-- BEGIN --

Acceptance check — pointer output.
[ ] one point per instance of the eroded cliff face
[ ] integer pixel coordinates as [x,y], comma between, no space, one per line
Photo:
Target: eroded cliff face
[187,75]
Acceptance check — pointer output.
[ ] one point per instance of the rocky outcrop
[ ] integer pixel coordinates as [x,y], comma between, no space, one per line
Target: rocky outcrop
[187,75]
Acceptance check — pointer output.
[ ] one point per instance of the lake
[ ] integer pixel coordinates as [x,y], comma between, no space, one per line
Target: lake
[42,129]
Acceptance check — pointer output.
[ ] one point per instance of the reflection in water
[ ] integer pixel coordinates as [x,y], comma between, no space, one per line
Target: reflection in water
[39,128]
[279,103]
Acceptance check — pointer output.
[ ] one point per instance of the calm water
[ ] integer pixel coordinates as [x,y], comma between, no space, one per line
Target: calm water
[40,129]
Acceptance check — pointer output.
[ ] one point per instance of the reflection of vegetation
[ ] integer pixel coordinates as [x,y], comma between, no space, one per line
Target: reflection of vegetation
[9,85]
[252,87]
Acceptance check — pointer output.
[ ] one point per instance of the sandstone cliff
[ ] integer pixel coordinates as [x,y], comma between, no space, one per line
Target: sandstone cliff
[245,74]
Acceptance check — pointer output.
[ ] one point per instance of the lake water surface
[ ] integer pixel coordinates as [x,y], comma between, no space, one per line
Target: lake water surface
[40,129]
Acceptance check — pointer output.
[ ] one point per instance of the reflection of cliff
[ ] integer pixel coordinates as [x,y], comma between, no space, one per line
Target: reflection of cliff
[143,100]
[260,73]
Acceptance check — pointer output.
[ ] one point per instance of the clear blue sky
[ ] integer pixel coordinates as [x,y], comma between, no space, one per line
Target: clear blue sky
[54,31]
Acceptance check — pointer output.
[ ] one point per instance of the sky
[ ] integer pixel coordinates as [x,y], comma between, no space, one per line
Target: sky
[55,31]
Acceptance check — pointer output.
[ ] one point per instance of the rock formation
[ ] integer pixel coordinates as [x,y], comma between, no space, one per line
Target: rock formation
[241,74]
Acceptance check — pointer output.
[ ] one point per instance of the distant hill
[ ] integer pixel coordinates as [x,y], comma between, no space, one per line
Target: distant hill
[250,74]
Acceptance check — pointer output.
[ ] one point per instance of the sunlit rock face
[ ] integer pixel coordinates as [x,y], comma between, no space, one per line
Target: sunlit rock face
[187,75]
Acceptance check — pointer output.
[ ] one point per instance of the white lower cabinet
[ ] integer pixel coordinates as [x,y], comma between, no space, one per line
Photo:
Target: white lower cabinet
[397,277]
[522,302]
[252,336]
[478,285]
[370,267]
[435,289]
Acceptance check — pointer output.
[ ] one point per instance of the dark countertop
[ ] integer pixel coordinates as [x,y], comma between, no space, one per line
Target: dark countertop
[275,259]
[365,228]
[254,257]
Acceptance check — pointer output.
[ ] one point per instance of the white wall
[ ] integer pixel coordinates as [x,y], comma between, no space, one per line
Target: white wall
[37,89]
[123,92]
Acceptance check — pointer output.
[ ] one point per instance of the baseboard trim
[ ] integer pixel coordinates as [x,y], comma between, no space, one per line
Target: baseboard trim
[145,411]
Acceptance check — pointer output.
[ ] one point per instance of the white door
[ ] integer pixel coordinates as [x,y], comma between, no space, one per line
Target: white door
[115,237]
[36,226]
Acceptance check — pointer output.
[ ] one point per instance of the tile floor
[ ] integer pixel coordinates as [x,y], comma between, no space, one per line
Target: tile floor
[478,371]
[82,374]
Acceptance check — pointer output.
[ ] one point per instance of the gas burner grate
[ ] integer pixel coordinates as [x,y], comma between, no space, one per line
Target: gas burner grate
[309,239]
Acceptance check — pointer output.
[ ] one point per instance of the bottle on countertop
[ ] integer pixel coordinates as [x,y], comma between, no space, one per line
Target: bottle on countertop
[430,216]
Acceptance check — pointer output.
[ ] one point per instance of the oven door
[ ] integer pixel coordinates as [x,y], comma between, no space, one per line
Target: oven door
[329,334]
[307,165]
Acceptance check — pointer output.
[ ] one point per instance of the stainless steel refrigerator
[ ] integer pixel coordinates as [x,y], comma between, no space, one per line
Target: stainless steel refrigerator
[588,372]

-- END --

WHAT IS NEEDED: Repeat the material in full, exactly as it stands.

TASK OUTPUT:
Acceptance check — pointer output.
[ ] one point per instance of the eroded cliff face
[ ] integer pixel coordinates as [x,y], comma between, no space, one per line
Photo:
Target: eroded cliff face
[187,75]
Acceptance check — pointer output.
[ ] one point per instance of the rocky outcrop
[ ] integer pixel coordinates as [x,y], comma between, no space, one per line
Target: rocky outcrop
[187,75]
Acceptance check — pointer output.
[ ] one point per instance of the lake
[ ] integer pixel coordinates as [x,y], comma between, no space, one per line
Target: lake
[42,129]
Acceptance check — pointer output.
[ ] one point per instance of the reflection in water
[ ] integer pixel coordinates as [x,y], comma between, no space, one per line
Target: reflection in water
[39,128]
[279,103]
Acceptance check — pointer output.
[ ] one point per instance of the calm water
[ ] integer pixel coordinates as [x,y], comma between, no space, one per line
Target: calm water
[40,129]
Acceptance check — pointer output.
[ ] one point per instance of the reflection of vegetation
[ ] integer pixel coordinates as [x,y], comma between, no space, one per line
Target: reflection of vegetation
[9,85]
[252,87]
Acceptance check — pointer output.
[ ] one point per instance of the sandstone cliff
[ ] integer pixel coordinates as [x,y], comma between, no space, one per line
Target: sandstone cliff
[245,74]
Acceptance check — pointer output.
[ ] one point per instance of the lake water surface
[ ] integer pixel coordinates as [x,y], comma between, no space, one per line
Target: lake water surface
[40,129]
Acceptance check — pointer output.
[ ] one point per instance of the reflection of cliff
[ ] integer pixel coordinates as [x,y], comma between, no space, one per line
Target: reflection of cliff
[143,100]
[260,73]
Acceptance check — pointer output.
[ ] one point per instance of the clear blue sky
[ ] integer pixel coordinates as [x,y], comma between, no space, one per line
Target: clear blue sky
[54,31]
Acceptance check — pointer output.
[ ] one point per instance of the sky
[ ] integer pixel coordinates as [x,y], comma between, no space, one per line
Target: sky
[55,31]
Acceptance check — pointer output.
[ ] one point per instance of the rock formation
[ ] integer pixel coordinates as [x,y], comma between, no space, one per line
Target: rock formation
[241,74]
Acceptance check — pointer output.
[ ] one point per instance of the distant hill
[ ] integer pixel coordinates as [x,y], comma between, no space, one per line
Target: distant hill
[250,74]
Acceptance check — pointer output.
[ ] one point per instance of the sunlit rock face
[ ] integer pixel coordinates as [x,y], comma between, no space, one per line
Target: sunlit rock face
[187,75]
Acceptance check — pointer output.
[ ] one point per instance of the white lower cabinet
[ ] integer pixel coordinates as [x,y], comma between, no space, one per line
Photo:
Target: white lower cabinet
[397,277]
[522,302]
[252,336]
[478,285]
[370,267]
[435,289]
Acceptance check — pointer output.
[ ] one point per instance of the dark countertop
[ ] integer pixel coordinates as [x,y], comma between, no space, one per line
Target: dark countertop
[275,259]
[365,228]
[254,257]
Acceptance check — pointer output.
[ ] one point per instance of the white wall
[ ] integer pixel coordinates as [x,y], comma between, no space, one per line
Target: white wall
[37,89]
[123,92]
Acceptance check — pointer output.
[ ] one point per instance of the baseboard trim
[ ] integer pixel coordinates as [x,y], comma between, no space, one per line
Target: baseboard trim
[145,411]
Acceptance check — pointer output.
[ ] one point per instance of the white door
[ ] integer pixel coordinates as [x,y], comma between, no space, one per line
Target: white door
[115,237]
[36,226]
Acceptance check — pointer output.
[ ] one point per instance of the tile floor
[ ] integer pixel coordinates as [x,y], comma between, no space, one per line
Target: tile floor
[478,371]
[82,374]
Acceptance check — pointer output.
[ ] one point per instance of the gas burner grate
[ ] integer pixel coordinates as [x,y], comma between, no space, one per line
Target: gas burner grate
[309,239]
Acceptance check — pointer output.
[ ] one point per instance of the bottle on countertop
[ ] integer pixel coordinates as [x,y], comma between, no space, one per line
Target: bottle on countertop
[430,216]
Acceptance check — pointer output.
[ ] one point per instance of the oven door
[ ] integer pixel coordinates as [x,y], comma between, no space, one per line
Target: oven door
[329,334]
[307,165]
Acceptance check — pointer output.
[ ] one point per instance of the stainless steel refrigerator
[ ] integer pixel coordinates as [x,y], comma between, no space, one per line
Target: stainless steel refrigerator
[588,372]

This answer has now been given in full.